Provided records >>
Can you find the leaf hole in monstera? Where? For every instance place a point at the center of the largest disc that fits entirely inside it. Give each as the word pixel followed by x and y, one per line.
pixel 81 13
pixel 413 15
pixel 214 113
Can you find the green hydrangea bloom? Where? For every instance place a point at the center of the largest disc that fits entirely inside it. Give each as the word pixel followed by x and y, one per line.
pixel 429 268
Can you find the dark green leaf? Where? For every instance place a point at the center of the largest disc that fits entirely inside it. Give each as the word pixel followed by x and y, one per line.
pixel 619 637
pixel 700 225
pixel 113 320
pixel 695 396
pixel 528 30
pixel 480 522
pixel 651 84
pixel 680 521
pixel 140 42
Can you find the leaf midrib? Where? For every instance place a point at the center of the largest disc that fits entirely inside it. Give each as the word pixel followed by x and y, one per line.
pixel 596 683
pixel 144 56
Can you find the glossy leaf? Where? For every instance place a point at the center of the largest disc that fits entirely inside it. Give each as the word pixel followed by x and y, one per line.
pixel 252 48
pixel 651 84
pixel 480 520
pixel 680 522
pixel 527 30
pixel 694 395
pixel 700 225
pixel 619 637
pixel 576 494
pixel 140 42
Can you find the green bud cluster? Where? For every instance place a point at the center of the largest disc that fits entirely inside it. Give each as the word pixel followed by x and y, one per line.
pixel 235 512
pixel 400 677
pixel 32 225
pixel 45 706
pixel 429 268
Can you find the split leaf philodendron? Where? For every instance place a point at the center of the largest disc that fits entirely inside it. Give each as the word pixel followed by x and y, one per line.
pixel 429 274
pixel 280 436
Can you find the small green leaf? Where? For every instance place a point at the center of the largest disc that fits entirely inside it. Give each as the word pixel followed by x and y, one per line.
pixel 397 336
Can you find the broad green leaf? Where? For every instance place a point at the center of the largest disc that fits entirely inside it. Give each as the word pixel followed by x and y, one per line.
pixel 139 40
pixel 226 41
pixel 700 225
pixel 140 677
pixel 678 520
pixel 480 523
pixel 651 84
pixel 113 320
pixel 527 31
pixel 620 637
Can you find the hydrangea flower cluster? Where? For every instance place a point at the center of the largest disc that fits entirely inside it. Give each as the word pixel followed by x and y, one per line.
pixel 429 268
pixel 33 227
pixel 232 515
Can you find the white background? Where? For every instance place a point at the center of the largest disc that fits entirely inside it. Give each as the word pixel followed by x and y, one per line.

Task statement >> All the data must be duplicated exactly, with nothing added or removed.

Output of the task >>
Can you find the leaf hole in monstera? Where? For every instance place a point at the center of the largest disc that fits entirely inside it. Give each as the word pixel followed by x and y, one per line.
pixel 81 13
pixel 413 15
pixel 214 113
Can you find the green hydrangea bloom? Where? For every instance place a point at the center of the largest disc that fits entirely inside it. Give each as the word pixel followed by x and y, one per line.
pixel 429 268
Can you find the dark green leaf? Where? For every instance place a point at the center of the largest disc that fits entirely inside it. Give each as the word pixel followed by x and y, one per line.
pixel 619 637
pixel 700 225
pixel 113 320
pixel 695 396
pixel 528 30
pixel 480 522
pixel 651 84
pixel 680 521
pixel 140 42
Can you find the leaf midrib? Where? For every instance place a point at the center of the largest disc that fits entirely inside it. Give each as the word pixel followed by x and y, one per line.
pixel 596 683
pixel 144 56
Can you find the glossy leaf? Where? For every instance place a point at the center of the largest disc that fits entirely inside it. Give each as the word pixel followed by x and y, one per line.
pixel 252 48
pixel 651 84
pixel 480 520
pixel 680 522
pixel 527 30
pixel 694 395
pixel 700 225
pixel 619 637
pixel 576 494
pixel 140 42
Can you find the green bud cluster? Where? For every instance place a point at the center of the largest disc that fits entirely inside it. Give each as the word pixel followed by x and y, one per line.
pixel 235 512
pixel 400 677
pixel 32 225
pixel 45 706
pixel 429 268
Can you find the split leaf philodendron? Where? For every instance place a point at the center of the largest disc that fits entirely inside it. Give each as the word pixel followed by x and y, one per line.
pixel 429 274
pixel 280 436
Can you find the small green leaf? Where? For every instance place a point at the center of the largest disc that fits entirely inside it. Give each as the word pixel followed by x and y, one per line.
pixel 397 336
Can you find the broad green leaf? Where? For every instance place a point at the center of the largest disc that fits entirely inside it. Give each as the word pixel followed by x and y, one per line.
pixel 139 40
pixel 226 41
pixel 700 225
pixel 140 677
pixel 678 520
pixel 480 523
pixel 651 84
pixel 113 320
pixel 527 31
pixel 620 637
Can you find the hydrangea flower cluster? Where? For every instance place a point at the center of the largest disc that fits entirely inside it. Give each as the word pixel followed by x and y, one per line.
pixel 429 268
pixel 33 227
pixel 232 515
Can you find the white background? Where? For every instance place a point at the center of the largest disc that fits entirely inside it. Give each as the word pixel followed by x and y, one per line.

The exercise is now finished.